→ AIM OF THE TASK:
Copy the lines below without any change, beginning with the line that contains "Give the outline of every instance of the grass" and continuing through the line that contains "163), (40, 169)]", with both of those lines included.

→ INFORMATION GIVEN:
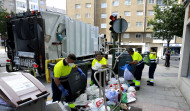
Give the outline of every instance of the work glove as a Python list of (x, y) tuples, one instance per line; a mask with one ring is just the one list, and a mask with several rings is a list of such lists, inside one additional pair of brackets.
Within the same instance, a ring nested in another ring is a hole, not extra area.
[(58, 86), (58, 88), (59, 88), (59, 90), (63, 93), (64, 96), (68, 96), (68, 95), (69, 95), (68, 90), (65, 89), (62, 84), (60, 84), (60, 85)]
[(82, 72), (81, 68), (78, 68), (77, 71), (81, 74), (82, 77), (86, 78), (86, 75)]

...

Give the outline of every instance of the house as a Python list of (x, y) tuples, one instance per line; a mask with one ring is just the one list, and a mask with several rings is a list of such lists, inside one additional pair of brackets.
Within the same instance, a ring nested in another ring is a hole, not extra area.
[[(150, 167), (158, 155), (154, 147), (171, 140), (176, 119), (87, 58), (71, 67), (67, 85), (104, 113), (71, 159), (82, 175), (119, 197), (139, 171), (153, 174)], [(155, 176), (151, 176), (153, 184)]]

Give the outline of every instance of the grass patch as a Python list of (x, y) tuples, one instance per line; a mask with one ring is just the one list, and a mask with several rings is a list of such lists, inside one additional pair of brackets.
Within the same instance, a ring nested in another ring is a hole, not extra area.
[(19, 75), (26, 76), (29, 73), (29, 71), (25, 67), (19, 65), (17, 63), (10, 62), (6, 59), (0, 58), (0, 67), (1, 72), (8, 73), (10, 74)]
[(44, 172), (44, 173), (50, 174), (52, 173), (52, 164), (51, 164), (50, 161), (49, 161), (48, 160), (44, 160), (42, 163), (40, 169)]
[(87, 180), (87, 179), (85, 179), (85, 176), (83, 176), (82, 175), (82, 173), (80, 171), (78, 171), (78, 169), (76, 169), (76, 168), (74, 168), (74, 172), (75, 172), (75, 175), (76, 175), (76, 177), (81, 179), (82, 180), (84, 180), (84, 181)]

--

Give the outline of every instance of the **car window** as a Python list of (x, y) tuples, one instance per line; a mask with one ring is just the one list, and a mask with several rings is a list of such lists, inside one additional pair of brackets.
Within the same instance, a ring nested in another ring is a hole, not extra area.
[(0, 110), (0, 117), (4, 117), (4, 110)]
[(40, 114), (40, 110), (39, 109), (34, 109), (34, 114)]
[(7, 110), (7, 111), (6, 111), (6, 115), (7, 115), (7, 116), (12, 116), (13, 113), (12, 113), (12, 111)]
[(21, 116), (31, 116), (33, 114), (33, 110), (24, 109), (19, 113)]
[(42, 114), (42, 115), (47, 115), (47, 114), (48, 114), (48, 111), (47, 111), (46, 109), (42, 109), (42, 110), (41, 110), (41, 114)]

→ RESPONSE TO THE EXERCISE:
Give the outline of every instance of the grass patch as a Python list of (x, y) tuples, one instance per line; a mask with one ring is just the one list, and a mask with several rings is a list of such lists, inside one additional pair of brackets.
Within the same instance, a ring nested in another ring is a hole, not extra area.
[(19, 75), (26, 76), (29, 73), (29, 71), (25, 67), (19, 65), (17, 63), (10, 62), (6, 59), (0, 58), (0, 67), (1, 72), (8, 73), (10, 74)]
[(44, 172), (44, 173), (50, 174), (52, 173), (52, 164), (51, 164), (50, 161), (49, 161), (48, 160), (44, 160), (42, 163), (40, 169)]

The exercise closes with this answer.